Excerpt:
And then why the mega tree? There is a point at which trying to hold an idea of Miner Willy's house together becomes impossible. Even now, seeing the rooms laid out in the right order there is a sense that things do not add up - that ledges do not connect and doors to not work as they should. It is intoxicating but also grim. I binge watch Youtube videos of playthroughs, and then I back away for weeks and months unwilling to enter such an odd place again.
House of Leaves is a terribly good book about a terribly nasty house, and at the very start there is a simple thing that is puzzling and troubling and only everso slightly wrong about the place. Two new doors have appeared while the family was away, and these doors create a corridor that lies, I think, behind one of the bedrooms. But this corridor is slightly longer on the inside than it can be given the length of the outside. It is off, but only by a millimeter or so.
Who would want to live in a place like that? Few of us, I reckon - but Miner Willy would probably be right at home.
Matt Wales, Reporter:
The Pit, Dark Souls 2
That hole is there from the beginning. It's one of the first things you'll see upon emerging into the golden rays of Majula's frozen, final sunset. It lies a short walk along the cliffs, the centrepiece of a run-down village, beckoning the curious with its intractable gloom.
But, in Dark Souls' usual way, there's a long road ahead before the pit reveals its secrets. You'll need the right mix of health upgrades, fall-damage-mitigating items, or, for those truly left-field thinkers, a ladder - and once they're yours, you can finally face its enigmatic yawn head on. However, you might well wish you hadn't.
The first few levels of Dark Souls 2's pit, known as the Grave of Saints, are, all things considered, relatively benign. It's gloomy, and faintly oppressive, sure, but neither are exactly unfamiliar in the world of Dark Souls. Once you've navigated the largely unremarkable catacombs though, fending off the occasional Rat King Covenant member, or their rodent kin, things rapidly take a turn.

Referring expression pointing data:
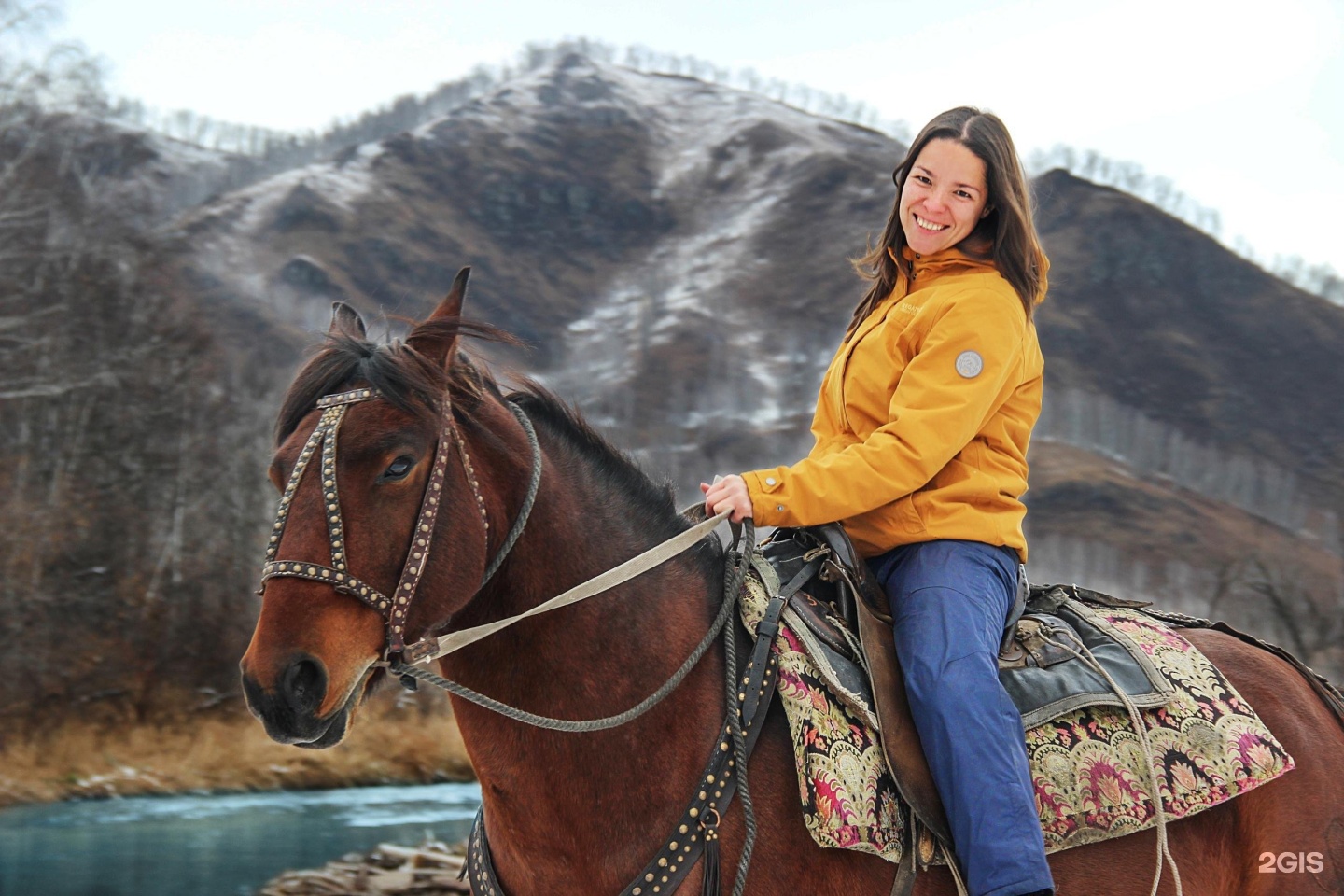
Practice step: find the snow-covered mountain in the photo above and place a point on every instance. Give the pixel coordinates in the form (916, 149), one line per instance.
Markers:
(677, 256)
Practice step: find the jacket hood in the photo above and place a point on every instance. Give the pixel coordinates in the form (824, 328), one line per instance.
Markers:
(956, 257)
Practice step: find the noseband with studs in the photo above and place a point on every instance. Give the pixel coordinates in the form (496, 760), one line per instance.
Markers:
(396, 608)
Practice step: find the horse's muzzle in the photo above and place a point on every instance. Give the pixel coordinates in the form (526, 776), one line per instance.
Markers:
(287, 711)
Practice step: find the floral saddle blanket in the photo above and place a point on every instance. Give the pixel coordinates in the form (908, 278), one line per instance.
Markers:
(1089, 764)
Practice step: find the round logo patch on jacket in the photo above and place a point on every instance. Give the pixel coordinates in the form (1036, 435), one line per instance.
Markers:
(969, 364)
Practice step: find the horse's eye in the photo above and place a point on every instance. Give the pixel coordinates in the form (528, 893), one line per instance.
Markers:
(399, 468)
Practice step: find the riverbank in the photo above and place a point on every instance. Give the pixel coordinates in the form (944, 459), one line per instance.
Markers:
(429, 869)
(398, 737)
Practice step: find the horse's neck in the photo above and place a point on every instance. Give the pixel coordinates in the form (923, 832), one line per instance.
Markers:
(564, 794)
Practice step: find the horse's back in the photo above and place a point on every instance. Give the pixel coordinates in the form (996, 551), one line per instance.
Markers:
(1303, 812)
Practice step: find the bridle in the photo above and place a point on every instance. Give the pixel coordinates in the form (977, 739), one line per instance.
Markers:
(738, 735)
(396, 608)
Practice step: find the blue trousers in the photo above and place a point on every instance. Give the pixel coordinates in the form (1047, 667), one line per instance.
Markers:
(949, 602)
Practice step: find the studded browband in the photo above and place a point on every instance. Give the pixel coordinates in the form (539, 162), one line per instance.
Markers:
(699, 823)
(394, 608)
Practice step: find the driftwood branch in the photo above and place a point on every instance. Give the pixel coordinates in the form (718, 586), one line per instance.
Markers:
(429, 869)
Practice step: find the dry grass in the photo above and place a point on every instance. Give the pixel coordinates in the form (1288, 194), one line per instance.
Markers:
(396, 739)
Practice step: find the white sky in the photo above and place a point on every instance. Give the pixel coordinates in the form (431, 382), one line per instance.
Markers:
(1239, 103)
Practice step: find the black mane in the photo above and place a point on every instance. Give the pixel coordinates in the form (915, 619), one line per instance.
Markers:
(417, 385)
(412, 382)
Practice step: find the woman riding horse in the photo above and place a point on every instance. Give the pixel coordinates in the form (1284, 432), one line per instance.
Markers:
(921, 450)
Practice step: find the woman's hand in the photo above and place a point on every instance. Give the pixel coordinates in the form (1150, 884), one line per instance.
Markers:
(727, 493)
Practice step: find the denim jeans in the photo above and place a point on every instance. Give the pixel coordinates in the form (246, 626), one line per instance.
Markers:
(949, 602)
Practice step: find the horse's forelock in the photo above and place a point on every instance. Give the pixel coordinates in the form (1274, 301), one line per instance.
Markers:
(408, 378)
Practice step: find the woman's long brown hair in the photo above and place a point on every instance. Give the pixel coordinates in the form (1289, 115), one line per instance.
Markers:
(1007, 229)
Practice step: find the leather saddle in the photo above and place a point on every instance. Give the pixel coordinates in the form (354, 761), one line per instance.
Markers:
(843, 595)
(833, 601)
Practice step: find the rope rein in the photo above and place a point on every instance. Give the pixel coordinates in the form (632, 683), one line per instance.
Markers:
(576, 724)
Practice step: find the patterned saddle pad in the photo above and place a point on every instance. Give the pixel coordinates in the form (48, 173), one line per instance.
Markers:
(1086, 763)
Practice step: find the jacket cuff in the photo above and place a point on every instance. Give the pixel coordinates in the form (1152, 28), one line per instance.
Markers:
(766, 491)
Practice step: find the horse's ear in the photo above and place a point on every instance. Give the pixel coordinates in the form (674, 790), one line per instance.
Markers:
(452, 303)
(345, 321)
(442, 348)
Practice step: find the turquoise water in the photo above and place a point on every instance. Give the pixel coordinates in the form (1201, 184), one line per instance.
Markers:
(213, 846)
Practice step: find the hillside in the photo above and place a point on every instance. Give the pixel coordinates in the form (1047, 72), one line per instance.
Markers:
(675, 254)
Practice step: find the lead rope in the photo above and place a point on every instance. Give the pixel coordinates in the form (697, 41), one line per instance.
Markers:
(532, 486)
(1141, 730)
(734, 575)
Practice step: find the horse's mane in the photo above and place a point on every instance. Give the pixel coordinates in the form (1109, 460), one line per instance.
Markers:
(406, 378)
(415, 385)
(613, 468)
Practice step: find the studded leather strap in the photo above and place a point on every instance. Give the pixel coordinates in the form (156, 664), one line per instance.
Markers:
(394, 608)
(715, 791)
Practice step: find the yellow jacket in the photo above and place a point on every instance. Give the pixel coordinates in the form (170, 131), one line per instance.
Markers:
(924, 418)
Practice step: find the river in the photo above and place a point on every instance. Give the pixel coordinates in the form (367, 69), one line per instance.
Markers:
(214, 846)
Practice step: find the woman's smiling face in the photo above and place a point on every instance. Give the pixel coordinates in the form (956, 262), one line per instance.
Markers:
(944, 196)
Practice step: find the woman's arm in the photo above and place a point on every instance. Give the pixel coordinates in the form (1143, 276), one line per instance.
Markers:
(933, 414)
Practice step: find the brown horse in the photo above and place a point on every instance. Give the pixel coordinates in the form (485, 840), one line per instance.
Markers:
(582, 813)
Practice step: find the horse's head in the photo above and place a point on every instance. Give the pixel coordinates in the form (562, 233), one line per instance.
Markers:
(364, 459)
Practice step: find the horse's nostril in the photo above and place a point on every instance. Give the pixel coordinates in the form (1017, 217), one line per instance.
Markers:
(304, 685)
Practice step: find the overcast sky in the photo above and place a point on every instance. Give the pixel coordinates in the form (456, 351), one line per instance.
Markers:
(1239, 104)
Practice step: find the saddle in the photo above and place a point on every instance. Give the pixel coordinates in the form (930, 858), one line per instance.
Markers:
(840, 615)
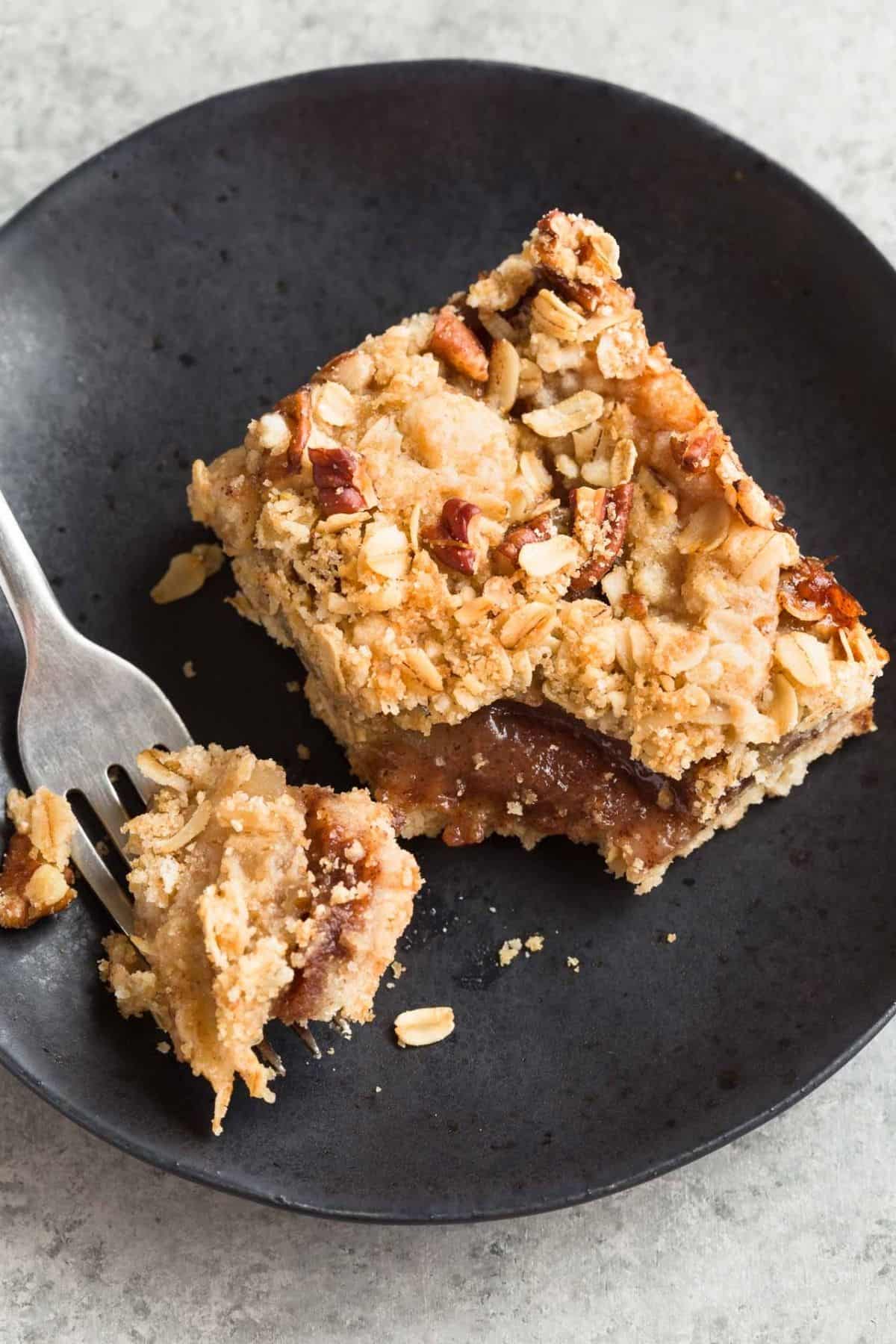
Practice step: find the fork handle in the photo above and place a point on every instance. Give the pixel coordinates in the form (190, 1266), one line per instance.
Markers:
(23, 582)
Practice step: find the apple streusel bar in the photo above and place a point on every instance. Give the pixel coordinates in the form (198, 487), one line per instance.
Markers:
(534, 586)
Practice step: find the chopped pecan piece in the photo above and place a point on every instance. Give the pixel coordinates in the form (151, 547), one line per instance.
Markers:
(449, 539)
(810, 593)
(697, 449)
(507, 553)
(334, 472)
(453, 342)
(296, 410)
(600, 522)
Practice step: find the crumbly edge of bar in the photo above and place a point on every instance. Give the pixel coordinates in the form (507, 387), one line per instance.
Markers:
(709, 629)
(230, 913)
(774, 780)
(37, 880)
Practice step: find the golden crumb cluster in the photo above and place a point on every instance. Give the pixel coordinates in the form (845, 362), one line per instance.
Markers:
(37, 878)
(254, 900)
(520, 495)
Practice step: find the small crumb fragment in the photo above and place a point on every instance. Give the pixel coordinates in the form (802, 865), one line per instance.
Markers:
(423, 1026)
(187, 573)
(508, 951)
(35, 880)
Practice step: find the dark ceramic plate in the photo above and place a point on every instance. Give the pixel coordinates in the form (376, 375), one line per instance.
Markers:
(181, 280)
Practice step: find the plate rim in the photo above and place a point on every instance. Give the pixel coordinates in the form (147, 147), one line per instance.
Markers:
(501, 1210)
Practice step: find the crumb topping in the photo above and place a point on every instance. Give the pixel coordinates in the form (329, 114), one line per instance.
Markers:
(37, 878)
(521, 497)
(254, 900)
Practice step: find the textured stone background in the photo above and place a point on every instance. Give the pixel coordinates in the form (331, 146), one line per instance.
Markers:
(788, 1236)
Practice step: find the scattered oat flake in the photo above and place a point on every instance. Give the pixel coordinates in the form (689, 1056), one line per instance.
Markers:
(508, 951)
(187, 573)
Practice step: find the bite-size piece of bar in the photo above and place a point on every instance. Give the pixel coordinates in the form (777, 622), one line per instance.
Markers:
(254, 900)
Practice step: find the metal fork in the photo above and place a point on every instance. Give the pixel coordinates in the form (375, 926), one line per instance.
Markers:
(84, 712)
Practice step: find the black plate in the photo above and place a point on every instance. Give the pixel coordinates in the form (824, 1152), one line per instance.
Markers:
(176, 284)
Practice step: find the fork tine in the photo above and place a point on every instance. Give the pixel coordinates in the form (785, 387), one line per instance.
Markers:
(102, 883)
(108, 806)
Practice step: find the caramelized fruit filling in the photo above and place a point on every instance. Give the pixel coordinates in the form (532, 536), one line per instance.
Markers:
(511, 762)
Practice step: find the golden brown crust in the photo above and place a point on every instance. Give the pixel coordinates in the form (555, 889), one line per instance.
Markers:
(659, 606)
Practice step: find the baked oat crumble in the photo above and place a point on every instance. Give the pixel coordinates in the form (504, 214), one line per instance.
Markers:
(509, 949)
(254, 900)
(535, 589)
(37, 878)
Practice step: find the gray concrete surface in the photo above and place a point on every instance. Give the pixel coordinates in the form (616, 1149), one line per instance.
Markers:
(788, 1236)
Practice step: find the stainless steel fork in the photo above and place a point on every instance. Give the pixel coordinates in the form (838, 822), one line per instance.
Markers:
(84, 712)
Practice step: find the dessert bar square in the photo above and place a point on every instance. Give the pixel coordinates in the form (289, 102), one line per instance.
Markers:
(534, 586)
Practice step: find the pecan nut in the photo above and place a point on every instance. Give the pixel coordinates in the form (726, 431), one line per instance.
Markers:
(453, 342)
(575, 258)
(449, 539)
(810, 593)
(600, 522)
(334, 470)
(697, 449)
(507, 553)
(296, 410)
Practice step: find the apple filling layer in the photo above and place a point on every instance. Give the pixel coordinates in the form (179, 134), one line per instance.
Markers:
(536, 772)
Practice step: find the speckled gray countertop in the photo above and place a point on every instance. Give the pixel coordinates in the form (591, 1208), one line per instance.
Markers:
(786, 1236)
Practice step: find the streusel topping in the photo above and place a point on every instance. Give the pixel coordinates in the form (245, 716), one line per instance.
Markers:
(253, 900)
(519, 495)
(37, 878)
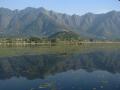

Brief: Pick up the excerpt about the pit in Dark Souls 2 right after its final sentence and keep writing. The entries have nothing to do with the excerpt on Dark Souls 2's pit.

Expected answer:
Far below the Grave of Saints, in the smothering darkness (it was around about this point that I started to suspect the whole pit thing had been a terrible idea on my part), lies The Gutter. And what initially appears to mark the end of your downward journey rapidly transpires to be a maddening chamber of almost total blackness. A gaping, sweaty palmed nightmare of endless, labyrinthine walkways - disorientating, far too narrow to be in any way practical, and full of creatures waiting in the shadows to nudge you to your doom.
It's pure claustrophobic terror, a gauntlet of suffocating vertical misery. And hours later - after a seemingly unending descent, of fending off a relentless assault of awful monstrosities hiding in the darkness, feeble torch in one hand and sporting a selection of nervous tics I'm pretty sure I didn't have before all this began - I finally reached the bottom, the strange rickety centre of inexplicable nothingness far beneath Majula's surface.
I was, it's fair to say, a bit of a wreck by the time I'd navigated that hellish, sightless pit, but still flushed with pride at my perseverance - and, frankly thrilled that I'd reached the end unscathed. Except of course, I hadn't. There's another level below the Gutter - a pounding, pulsating thrum of queasy, suffocating terror, where grasping shadows lurk, and little shit-headed statues vomit endless toxins. After all that, I just couldn't take any more, so obviously I turned the whole thing off and ran away.
Dark Souls 2's pit is a fantastic bit of design - a wonderful, perfectly paced bit of escalating terror, and an astute bit of mindfuckery to ensnare the fatally curious. There's a lot of this delightfully devious, mechanically inventive stuff in Dark Souls 2, and it's one of the reasons why, in among the sometime wonky geography and unquestionable rough patches, I still think it's an utter gem. That pit though? Never again.